Exercise task: Return unchanged the lines of the records below, starting at the line that contains "Locate the woman holding" and stopping after the line that contains "<point>457,382</point>". Include both of those lines and nothing else.
════════════════
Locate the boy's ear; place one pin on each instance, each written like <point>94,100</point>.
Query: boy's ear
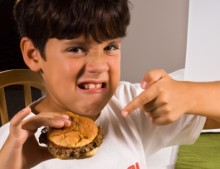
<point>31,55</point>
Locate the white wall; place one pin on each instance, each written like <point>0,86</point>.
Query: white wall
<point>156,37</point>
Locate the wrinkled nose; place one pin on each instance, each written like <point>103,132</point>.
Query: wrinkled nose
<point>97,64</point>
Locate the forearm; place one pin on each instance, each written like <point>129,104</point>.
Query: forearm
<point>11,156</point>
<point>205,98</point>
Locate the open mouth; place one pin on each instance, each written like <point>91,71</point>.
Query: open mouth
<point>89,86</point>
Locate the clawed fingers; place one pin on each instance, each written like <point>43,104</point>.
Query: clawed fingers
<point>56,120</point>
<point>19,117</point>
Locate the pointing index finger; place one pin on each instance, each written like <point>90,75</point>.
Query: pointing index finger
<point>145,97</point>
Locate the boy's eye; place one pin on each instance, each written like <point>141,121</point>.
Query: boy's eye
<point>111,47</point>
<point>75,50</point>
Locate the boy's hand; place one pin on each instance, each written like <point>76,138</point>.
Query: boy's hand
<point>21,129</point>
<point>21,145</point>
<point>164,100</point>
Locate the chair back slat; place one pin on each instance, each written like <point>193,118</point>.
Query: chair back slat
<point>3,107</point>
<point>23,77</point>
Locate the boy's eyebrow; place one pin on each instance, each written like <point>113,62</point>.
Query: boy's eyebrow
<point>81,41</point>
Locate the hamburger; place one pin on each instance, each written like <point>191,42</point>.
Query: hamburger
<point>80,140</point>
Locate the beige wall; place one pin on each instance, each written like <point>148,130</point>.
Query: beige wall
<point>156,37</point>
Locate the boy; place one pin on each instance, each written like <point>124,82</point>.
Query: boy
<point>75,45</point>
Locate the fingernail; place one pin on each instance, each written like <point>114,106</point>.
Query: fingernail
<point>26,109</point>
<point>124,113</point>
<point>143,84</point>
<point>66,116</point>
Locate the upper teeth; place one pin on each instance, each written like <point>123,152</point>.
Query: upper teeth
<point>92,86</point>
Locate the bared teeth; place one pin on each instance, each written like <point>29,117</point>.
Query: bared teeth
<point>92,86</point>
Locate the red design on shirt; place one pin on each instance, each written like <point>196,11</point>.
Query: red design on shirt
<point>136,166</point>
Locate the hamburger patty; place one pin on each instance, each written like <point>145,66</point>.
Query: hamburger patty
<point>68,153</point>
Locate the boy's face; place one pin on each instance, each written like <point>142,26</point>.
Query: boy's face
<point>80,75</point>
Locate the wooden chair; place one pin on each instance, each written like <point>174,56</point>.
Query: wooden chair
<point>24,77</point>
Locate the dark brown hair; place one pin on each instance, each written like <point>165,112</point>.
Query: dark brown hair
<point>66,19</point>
════════════════
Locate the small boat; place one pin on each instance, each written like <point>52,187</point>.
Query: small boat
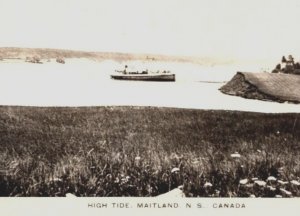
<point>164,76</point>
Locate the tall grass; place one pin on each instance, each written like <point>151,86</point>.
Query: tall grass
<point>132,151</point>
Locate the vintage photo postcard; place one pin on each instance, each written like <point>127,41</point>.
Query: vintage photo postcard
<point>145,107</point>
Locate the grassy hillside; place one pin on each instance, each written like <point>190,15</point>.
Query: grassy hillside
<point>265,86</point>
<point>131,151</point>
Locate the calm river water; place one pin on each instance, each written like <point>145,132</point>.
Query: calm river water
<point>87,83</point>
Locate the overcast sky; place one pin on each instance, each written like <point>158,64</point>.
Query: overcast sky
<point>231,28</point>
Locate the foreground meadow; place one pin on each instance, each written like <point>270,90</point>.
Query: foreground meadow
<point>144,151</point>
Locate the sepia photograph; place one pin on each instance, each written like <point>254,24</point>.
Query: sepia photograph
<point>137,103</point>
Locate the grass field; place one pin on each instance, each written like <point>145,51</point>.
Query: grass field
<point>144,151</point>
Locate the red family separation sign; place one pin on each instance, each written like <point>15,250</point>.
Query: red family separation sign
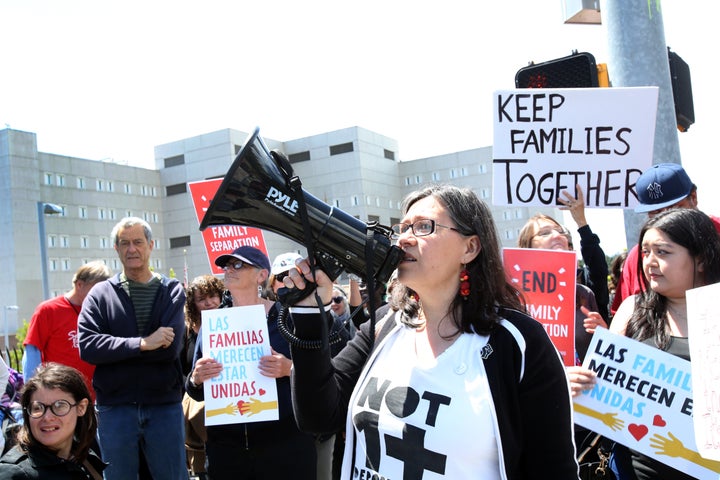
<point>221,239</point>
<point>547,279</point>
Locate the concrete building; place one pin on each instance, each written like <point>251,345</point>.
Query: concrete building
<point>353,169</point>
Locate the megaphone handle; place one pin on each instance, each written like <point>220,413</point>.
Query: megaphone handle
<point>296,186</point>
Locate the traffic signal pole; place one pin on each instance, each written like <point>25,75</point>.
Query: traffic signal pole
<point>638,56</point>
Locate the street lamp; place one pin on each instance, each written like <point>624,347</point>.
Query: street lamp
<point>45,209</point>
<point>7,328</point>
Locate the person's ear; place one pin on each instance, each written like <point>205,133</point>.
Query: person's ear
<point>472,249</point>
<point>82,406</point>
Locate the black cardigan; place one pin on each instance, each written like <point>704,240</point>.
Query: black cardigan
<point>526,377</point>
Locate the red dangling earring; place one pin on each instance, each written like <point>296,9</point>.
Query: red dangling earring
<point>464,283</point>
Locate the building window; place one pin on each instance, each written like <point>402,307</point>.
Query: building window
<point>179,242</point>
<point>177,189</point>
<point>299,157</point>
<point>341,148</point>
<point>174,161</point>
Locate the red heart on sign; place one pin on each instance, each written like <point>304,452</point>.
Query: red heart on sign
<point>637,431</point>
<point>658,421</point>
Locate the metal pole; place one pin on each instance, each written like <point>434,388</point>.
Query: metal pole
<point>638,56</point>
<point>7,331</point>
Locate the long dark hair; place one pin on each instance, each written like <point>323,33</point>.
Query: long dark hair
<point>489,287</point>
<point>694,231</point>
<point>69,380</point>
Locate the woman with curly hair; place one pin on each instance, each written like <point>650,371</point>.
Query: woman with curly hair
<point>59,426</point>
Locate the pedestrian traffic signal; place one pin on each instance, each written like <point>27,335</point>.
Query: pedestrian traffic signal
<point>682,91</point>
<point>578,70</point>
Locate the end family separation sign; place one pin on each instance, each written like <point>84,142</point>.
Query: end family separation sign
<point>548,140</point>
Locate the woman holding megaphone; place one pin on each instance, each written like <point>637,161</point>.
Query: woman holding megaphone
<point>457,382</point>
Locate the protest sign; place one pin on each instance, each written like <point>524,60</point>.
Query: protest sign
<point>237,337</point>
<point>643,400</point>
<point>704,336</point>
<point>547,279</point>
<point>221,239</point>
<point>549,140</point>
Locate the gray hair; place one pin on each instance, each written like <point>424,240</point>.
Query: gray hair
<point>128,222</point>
════════════════
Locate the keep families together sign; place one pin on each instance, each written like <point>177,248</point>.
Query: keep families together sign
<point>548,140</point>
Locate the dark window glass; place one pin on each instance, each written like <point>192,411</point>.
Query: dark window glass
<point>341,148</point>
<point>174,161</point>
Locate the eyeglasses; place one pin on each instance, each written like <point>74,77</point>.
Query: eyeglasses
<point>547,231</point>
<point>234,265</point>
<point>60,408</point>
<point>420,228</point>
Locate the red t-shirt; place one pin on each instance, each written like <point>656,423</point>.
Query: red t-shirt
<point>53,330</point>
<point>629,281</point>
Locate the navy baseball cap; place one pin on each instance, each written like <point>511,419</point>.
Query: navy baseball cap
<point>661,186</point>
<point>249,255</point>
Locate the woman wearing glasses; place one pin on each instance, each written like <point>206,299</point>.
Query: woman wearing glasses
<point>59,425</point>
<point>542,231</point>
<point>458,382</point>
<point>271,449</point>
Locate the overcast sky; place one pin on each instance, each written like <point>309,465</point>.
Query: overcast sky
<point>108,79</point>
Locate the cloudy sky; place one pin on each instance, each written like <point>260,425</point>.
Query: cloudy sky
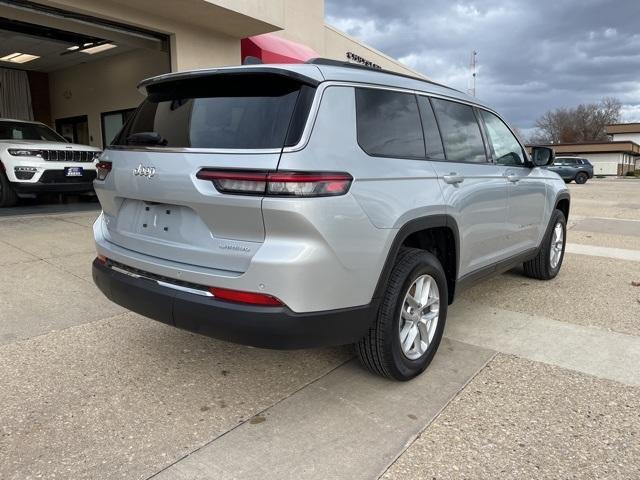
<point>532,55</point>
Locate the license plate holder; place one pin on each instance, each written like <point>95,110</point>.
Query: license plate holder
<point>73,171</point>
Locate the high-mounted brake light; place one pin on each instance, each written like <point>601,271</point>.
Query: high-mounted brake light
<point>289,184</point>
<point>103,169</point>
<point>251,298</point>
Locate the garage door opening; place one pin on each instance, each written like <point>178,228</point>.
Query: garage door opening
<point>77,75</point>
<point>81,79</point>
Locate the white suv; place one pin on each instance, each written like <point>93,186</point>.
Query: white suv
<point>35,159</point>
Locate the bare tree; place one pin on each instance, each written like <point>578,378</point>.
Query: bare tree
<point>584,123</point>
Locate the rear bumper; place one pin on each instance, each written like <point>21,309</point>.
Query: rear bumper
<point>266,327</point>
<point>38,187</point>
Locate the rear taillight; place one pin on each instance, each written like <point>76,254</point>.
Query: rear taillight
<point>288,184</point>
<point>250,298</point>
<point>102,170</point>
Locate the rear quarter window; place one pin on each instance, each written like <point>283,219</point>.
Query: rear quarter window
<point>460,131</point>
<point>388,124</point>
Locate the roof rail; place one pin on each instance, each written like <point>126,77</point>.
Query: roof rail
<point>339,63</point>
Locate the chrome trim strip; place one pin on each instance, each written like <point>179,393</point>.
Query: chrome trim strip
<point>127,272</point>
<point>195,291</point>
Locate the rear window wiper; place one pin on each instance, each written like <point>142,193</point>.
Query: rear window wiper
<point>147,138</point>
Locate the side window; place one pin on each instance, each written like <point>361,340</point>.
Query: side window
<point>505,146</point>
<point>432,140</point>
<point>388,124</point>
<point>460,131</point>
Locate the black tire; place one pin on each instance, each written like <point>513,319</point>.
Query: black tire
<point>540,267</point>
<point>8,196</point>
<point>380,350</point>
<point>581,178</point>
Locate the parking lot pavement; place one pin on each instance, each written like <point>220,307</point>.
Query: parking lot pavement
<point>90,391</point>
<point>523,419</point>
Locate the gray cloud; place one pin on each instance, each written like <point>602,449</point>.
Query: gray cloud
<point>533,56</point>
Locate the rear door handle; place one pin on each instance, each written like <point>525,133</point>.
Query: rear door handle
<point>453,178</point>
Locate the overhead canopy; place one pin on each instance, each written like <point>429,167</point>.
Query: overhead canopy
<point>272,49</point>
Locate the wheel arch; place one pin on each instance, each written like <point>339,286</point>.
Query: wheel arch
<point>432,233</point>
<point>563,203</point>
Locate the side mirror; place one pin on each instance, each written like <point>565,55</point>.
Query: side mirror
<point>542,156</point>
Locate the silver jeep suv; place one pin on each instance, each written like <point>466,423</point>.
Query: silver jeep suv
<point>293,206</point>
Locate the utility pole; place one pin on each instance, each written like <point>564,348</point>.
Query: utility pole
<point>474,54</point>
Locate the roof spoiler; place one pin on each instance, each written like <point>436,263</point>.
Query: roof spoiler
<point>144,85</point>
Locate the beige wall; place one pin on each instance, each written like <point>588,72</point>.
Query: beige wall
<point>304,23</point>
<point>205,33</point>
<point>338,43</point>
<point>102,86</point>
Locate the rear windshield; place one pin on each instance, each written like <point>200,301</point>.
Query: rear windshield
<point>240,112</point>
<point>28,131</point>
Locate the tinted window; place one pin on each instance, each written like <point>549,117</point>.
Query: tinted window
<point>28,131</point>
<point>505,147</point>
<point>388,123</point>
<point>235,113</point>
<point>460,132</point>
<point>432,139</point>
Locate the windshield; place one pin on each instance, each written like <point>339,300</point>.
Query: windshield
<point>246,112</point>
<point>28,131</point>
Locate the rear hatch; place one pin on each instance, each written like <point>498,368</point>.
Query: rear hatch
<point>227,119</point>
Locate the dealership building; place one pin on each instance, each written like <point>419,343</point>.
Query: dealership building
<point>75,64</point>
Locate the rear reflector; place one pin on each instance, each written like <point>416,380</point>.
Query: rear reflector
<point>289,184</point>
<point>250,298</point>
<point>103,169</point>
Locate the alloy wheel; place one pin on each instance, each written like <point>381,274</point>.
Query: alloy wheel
════════════════
Task result:
Locate the woman holding megaphone; place one pin on each instance, each written like <point>637,161</point>.
Query: woman holding megaphone
<point>457,382</point>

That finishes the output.